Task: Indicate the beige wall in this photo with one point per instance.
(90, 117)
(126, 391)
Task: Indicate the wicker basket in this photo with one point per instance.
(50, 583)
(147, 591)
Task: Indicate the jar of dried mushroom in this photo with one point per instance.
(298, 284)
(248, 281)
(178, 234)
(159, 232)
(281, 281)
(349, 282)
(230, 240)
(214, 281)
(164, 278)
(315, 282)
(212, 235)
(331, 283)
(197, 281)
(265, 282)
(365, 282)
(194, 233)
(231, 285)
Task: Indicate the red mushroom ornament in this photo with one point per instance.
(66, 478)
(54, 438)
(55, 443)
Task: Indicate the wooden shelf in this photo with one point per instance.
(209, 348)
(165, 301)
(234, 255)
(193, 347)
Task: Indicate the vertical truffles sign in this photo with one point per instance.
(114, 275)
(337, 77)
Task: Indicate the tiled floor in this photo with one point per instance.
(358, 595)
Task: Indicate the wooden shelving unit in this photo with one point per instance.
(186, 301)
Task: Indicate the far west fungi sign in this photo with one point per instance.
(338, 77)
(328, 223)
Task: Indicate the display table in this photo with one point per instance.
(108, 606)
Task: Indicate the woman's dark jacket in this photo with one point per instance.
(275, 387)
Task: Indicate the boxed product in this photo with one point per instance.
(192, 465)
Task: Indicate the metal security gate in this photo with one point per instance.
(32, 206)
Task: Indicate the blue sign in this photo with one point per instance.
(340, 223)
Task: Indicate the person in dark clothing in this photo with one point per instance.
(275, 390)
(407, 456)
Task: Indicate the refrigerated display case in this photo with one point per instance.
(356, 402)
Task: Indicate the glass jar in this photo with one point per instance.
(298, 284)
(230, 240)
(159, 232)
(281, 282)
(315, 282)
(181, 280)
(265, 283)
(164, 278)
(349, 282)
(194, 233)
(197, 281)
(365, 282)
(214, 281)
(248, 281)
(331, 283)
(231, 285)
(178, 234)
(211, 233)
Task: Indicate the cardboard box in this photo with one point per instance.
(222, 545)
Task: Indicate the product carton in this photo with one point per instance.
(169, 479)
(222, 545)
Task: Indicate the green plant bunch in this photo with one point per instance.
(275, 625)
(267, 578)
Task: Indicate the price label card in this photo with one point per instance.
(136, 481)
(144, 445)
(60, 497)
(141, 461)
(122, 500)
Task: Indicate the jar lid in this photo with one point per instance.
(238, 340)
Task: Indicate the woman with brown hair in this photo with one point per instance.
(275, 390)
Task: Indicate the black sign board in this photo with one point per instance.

__________________________________________________

What is being asked.
Reproduce all the records, exactly and in full.

Answer to this problem.
Task: Indicate the beige wall in this photo with one point per instance.
(90, 117)
(126, 391)
Task: Indicate the wicker basket in this photo with one point per instance.
(50, 583)
(147, 591)
Task: Indicate the jar of dried mushroom in this photo with one point per instance.
(298, 284)
(248, 281)
(178, 234)
(159, 232)
(281, 281)
(349, 282)
(230, 240)
(214, 281)
(164, 278)
(315, 282)
(212, 235)
(331, 283)
(197, 281)
(265, 282)
(365, 282)
(194, 233)
(231, 285)
Task: Indicate the red mushroom ornament in this photo with one point per instance.
(66, 478)
(54, 438)
(55, 443)
Task: Indicate the wooden shelf in this photo with one point per instance.
(209, 348)
(165, 301)
(234, 255)
(193, 347)
Task: Indicate the vertical truffles sign in this photo with one point per instance.
(114, 275)
(337, 77)
Task: Indicate the tiled floor in this photo with one point per instance.
(358, 595)
Task: Indicate the wooden shelving unit in this photo with one point per instance.
(186, 301)
Task: Indicate the far west fungi sign in this photo with one point per instance.
(338, 77)
(328, 223)
Task: Indicate the display table in this photo with one point per instance.
(108, 606)
Task: Indicate the woman's dark jacket in this photo with one point per instance.
(275, 387)
Task: Indicate the boxed product in this photo with one point per instance.
(192, 465)
Task: Indicate the metal security gate in this photo with one point per instance.
(32, 206)
Task: Indicate the blue sign in this photo with one point per instance.
(340, 223)
Task: Indicate the person in dark clothing in this photo with one point per instance.
(275, 390)
(407, 456)
Task: Indicate the refrigerated display case in this photo with one point per instance.
(356, 402)
Task: Indicate the glass jar in this photo with one point per instance.
(298, 284)
(230, 240)
(159, 232)
(281, 282)
(315, 282)
(181, 280)
(265, 283)
(164, 278)
(349, 282)
(194, 233)
(197, 281)
(365, 282)
(214, 281)
(248, 281)
(331, 283)
(231, 285)
(178, 234)
(211, 233)
Task: Indicate the cardboard box in this photo with one point per instance.
(222, 545)
Task: Indicate the product carton in this photo with one point per instance.
(169, 479)
(222, 545)
Task: Indicate the green plant bunch in this photo with one point per instance.
(275, 625)
(267, 578)
Task: Indicate the price label card in this photo with one point per instance.
(136, 481)
(144, 445)
(60, 497)
(141, 461)
(122, 500)
Task: Indicate the jar lid in this photo with one point per instance.
(238, 340)
Task: Indicate the woman with brown hair in this photo with one point per instance.
(275, 390)
Task: Indicate the black sign board in this photo with one point per instance.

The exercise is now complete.